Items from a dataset
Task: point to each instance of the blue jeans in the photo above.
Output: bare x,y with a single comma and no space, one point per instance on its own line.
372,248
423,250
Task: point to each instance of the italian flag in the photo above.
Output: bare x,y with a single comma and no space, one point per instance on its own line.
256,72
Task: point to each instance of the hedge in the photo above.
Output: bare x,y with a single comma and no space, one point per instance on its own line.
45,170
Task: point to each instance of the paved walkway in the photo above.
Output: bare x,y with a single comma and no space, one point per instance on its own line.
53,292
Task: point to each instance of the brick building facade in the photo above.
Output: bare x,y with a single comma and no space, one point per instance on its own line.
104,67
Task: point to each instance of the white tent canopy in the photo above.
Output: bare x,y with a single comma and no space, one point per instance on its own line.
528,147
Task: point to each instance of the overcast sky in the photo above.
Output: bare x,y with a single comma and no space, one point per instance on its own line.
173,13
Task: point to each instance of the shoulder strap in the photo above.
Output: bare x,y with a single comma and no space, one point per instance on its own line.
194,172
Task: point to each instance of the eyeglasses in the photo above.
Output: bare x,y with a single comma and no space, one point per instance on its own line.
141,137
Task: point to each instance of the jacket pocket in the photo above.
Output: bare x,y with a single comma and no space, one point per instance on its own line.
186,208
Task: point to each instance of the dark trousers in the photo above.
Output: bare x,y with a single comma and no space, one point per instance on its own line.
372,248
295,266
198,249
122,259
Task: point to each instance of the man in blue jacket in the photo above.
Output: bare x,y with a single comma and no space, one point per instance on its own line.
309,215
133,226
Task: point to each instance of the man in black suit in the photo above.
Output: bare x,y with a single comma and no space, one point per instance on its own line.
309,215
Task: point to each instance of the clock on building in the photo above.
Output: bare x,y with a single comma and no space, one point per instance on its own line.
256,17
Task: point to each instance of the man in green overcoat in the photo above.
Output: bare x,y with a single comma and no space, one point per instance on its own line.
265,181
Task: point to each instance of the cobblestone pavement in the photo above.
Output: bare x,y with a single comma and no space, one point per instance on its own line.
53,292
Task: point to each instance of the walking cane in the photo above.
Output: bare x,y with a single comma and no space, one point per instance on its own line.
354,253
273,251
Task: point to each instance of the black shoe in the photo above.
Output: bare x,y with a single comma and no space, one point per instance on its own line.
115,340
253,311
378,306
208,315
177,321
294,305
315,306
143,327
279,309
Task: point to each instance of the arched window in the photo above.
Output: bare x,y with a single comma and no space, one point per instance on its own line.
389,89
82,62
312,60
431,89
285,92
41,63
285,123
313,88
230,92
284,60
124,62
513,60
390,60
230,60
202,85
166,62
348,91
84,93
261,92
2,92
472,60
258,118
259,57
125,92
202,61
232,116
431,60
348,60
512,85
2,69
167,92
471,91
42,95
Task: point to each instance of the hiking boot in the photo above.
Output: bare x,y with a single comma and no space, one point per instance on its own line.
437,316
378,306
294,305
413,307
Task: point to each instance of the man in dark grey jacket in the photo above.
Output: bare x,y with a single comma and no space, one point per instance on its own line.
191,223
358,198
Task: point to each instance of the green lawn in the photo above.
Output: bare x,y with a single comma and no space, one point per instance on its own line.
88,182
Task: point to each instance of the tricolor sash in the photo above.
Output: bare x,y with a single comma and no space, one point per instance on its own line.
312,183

* * *

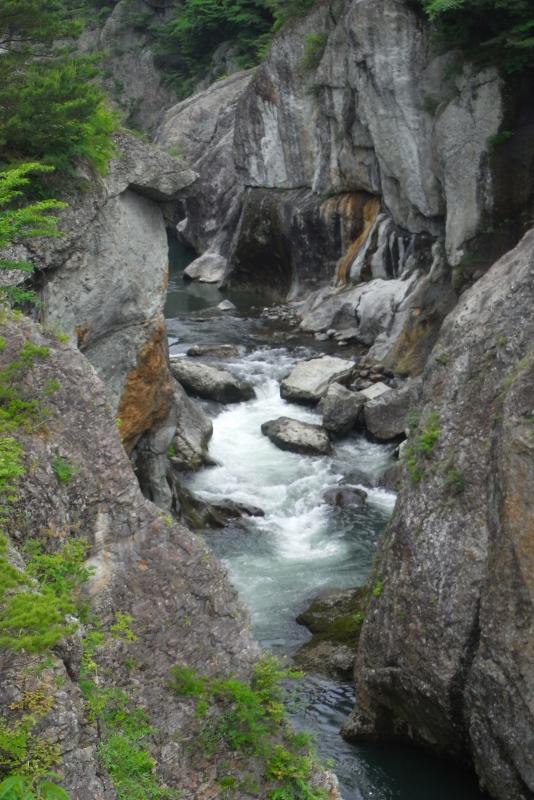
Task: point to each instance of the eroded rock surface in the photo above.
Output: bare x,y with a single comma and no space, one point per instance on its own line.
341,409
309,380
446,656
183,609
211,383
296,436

- [Problem]:
Output only the number of lines in the data above that include the word "dark".

- [Task solution]:
2